UK Housing Market - Past and Future Forecast (Q4 2013 Edition)

LIAM BAILEY Global Head of Residential Research “ Property price growth in 2014 and 2015 will be substantially higher than inflation.”


  • Average UK house prices will rise by 7% in 2014
  • Cumulative growth in UK prices of 24% to end of 2018
  • Prices of property in prime central London will rise by 4% in 2014, with cumulative growth of 20% by end of 2018
  • Prime central London rents to reverse 2013 declines and rise by 2% in 2014


The transformation of the housing market in 2013 has been notable. Strong price growth might not be justified by market fundamentals, but government support and rising confidence have boosted short-term price movements argues Liam Bailey.

In late 2012, as we finalised our forecast, prices in the UK were flat or slowly falling, with the notable exception of central London.

Everything made sense. London had been buoyed by a stronger economic revival compared to the UK, and flows of wealth from domestic and international investors contributed to the outperformance. At the same time the new 7% £2m+ stamp duty rate had knocked sales volumes, and signals from the market pointed to price growth in prime central London slowing down, and we pencilled in 0% price growth for 2013.

In the UK, we felt the market’s weakness was justified by real affordability constraints. How could prices rise when real incomes were falling and mortgage market access was still limited to the equity rich? We forecast -2% for 2013.

And then everything changed. The 2013 budget saw the launch of Help to Buy, which, as we examine later in this report, has had a dramatic effect on market sentiment, far beyond the thousands of transactions it is directly supporting. At the same time the UK economy surprised to the upside, growing more strongly than most economists had expected.

By the second and third quarters of 2013 both the economy and the housing market were improving. Although, in the case of the housing market, outside London and South-East England the improvement was still only just noticeable.

Our latest forecast, as set out in this document, takes account of the changes in the economy and government support. We have been persuaded that growth in 2014 and 2015 will be substantially higher than inflation. However we have maintained our view that over the long term, while nominal and real price growth may remain positive, house prices are likely to rise more slowly than earnings for at least a few years after 2016. As Gráinne Gilmore explains on page 4, as base rates increase, price growth will be constrained.

It also seems clear that the long awaited “ripple effect” has come into play. We see prime London delivering weaker growth than the wider market over the next two years, before reasserting its outperformance from 2016.

For first time in five years we can be broadly positive about the UK housing market. Price growth is encouraging transactions, contributing to labour mobility, and first time buyers are able to access the market in a way they couldn’t even 12 months ago. Importantly these improvements are not limited to London, they are spreading.

There is however a flip-side to these improvements. Rising prices in the short term will limit longer term growth. The fact remains that pricing in the UK is high in historic terms, and while the government can encourage activity over the next two to three years, it can not change the fundamentals surrounding market affordability, especially as the ‘special factors’ of low interest rates and government interventions start to unwind.

Items
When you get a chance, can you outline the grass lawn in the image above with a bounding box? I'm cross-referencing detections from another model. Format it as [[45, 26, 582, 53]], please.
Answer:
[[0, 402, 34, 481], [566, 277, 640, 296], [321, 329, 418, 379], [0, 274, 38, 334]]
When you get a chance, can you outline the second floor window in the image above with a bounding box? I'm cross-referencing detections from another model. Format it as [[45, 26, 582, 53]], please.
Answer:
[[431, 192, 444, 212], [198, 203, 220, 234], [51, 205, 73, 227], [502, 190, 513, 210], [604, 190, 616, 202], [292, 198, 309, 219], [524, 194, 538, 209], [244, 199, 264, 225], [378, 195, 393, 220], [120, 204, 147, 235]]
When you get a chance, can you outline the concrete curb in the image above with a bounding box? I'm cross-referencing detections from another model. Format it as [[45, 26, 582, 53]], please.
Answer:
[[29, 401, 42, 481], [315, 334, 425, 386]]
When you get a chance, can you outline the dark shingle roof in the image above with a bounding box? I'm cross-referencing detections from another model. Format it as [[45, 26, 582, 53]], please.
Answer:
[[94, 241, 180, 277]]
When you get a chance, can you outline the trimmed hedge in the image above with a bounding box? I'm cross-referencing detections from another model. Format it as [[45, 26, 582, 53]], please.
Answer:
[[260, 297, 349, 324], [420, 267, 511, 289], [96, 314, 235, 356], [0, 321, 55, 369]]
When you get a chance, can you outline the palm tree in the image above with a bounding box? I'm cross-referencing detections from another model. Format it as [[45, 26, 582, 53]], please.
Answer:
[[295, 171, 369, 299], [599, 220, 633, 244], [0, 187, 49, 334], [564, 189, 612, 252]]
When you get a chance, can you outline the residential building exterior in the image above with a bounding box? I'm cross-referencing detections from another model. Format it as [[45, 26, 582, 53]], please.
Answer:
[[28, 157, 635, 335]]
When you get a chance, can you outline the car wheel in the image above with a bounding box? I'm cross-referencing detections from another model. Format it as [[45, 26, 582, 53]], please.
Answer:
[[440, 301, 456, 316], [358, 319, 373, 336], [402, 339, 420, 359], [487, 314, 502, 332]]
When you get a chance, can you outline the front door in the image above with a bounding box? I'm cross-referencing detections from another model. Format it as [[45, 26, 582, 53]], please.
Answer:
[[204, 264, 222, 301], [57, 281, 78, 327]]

To do
1. What price change did the housing forecast predict for the wider UK market in 2013, back in late 2012?
2. In the entries, turn the lines from the line with "When you get a chance, can you outline the dark" to the line with "321, 55, 369]]" into a JSON list of strings, one string per line, with no blank lines.
The housing forecast and the entries have nothing to do with each other.

Outputs by task
1. It forecast -2% for 2013.

2.
[
  "When you get a chance, can you outline the dark shingle roof in the image above with a bounding box? I'm cross-referencing detections from another model. Format it as [[45, 26, 582, 53]], please.",
  "Answer:",
  "[[94, 241, 180, 277]]",
  "When you get a chance, can you outline the trimmed hedge in the image above with a bounding box? I'm cross-referencing detections from another model. Format it as [[45, 26, 582, 53]], please.",
  "Answer:",
  "[[260, 297, 349, 324], [420, 267, 511, 289], [96, 314, 235, 356], [0, 321, 55, 369]]"
]